§ **What you are asked to do**
Retype precisely the section of the data that starts at the line containing "[pin] man's head -- one per line" and runs to its final line, ends included.

§ **Information provided**

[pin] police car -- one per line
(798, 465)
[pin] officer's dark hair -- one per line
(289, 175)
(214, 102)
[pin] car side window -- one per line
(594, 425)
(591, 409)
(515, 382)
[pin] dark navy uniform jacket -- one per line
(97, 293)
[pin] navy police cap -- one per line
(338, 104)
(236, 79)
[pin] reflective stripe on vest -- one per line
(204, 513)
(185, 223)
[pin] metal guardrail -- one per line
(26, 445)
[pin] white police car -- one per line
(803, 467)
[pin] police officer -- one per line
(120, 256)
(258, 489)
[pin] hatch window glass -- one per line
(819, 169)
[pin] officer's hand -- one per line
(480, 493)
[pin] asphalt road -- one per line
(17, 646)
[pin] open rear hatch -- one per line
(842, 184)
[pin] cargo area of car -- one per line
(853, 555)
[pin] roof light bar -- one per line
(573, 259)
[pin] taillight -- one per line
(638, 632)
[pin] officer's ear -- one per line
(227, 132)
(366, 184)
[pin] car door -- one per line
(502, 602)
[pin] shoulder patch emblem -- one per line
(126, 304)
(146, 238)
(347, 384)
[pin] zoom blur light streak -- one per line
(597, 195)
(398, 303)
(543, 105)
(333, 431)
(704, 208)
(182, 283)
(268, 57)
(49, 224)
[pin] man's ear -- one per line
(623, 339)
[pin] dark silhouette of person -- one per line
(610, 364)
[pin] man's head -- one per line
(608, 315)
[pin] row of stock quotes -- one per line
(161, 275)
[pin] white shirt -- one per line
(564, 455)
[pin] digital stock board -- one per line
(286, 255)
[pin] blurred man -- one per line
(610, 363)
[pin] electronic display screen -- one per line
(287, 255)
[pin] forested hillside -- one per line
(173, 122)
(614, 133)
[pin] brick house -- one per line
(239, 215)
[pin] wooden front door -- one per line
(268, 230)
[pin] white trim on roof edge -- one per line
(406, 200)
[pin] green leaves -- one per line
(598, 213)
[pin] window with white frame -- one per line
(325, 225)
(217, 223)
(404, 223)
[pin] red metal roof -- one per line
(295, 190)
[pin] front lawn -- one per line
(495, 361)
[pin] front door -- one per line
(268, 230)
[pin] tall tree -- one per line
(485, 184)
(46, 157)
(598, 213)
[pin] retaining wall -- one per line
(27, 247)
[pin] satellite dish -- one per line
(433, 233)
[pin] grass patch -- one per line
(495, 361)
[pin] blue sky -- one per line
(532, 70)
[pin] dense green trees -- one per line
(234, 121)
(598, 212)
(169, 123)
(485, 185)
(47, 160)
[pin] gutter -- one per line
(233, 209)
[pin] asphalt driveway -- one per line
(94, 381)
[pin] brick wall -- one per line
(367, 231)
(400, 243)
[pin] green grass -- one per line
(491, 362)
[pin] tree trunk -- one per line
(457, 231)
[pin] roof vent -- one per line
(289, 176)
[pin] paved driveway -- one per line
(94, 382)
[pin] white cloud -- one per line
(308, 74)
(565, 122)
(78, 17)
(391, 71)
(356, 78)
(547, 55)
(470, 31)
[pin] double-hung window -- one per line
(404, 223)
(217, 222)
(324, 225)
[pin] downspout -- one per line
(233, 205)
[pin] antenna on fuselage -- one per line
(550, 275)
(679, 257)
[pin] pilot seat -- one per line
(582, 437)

§ **Written response**
[pin] man's head -- one per line
(608, 315)
[pin] row of stock quotes -- one per line
(161, 275)
[pin] white shirt -- one per line
(564, 455)
[pin] digital stock board -- one per line
(286, 255)
[pin] blurred man -- one per line
(610, 363)
[pin] electronic display screen -- one per line
(287, 255)
[pin] forested hillside -- one per line
(173, 122)
(614, 133)
[pin] brick house -- one per line
(239, 215)
[pin] wooden front door -- one per line
(268, 230)
[pin] white trim on roof edge -- one per line
(406, 200)
[pin] green leaves -- one per line
(598, 213)
[pin] window with white frame -- one per line
(325, 225)
(217, 223)
(404, 223)
[pin] red metal roof -- one per line
(295, 190)
[pin] front lawn -- one per line
(495, 361)
[pin] front door -- one per line
(268, 230)
[pin] tall tree -- one per line
(485, 184)
(46, 157)
(598, 213)
[pin] retaining wall -- one per line
(27, 247)
[pin] satellite dish -- one per line
(433, 233)
[pin] grass patch -- one per line
(495, 361)
[pin] blue sky -- one per line
(532, 70)
[pin] dense green trees -- one per line
(234, 121)
(598, 212)
(169, 123)
(485, 185)
(47, 160)
[pin] gutter -- one per line
(233, 209)
[pin] asphalt driveway -- one per line
(94, 381)
[pin] brick wall -- one per line
(367, 231)
(400, 243)
[pin] green grass -- one per line
(491, 362)
[pin] tree trunk -- one per line
(457, 231)
[pin] roof vent -- one per line
(289, 176)
[pin] paved driveway -- one per line
(94, 382)
[pin] white cloud -- one per line
(308, 74)
(565, 122)
(78, 17)
(391, 71)
(356, 78)
(547, 55)
(470, 31)
[pin] double-hung window -- one per line
(404, 223)
(217, 222)
(324, 225)
[pin] downspout -- one per line
(233, 205)
[pin] antenna on fuselage -- one per line
(550, 275)
(679, 257)
[pin] pilot seat -- one per line
(582, 437)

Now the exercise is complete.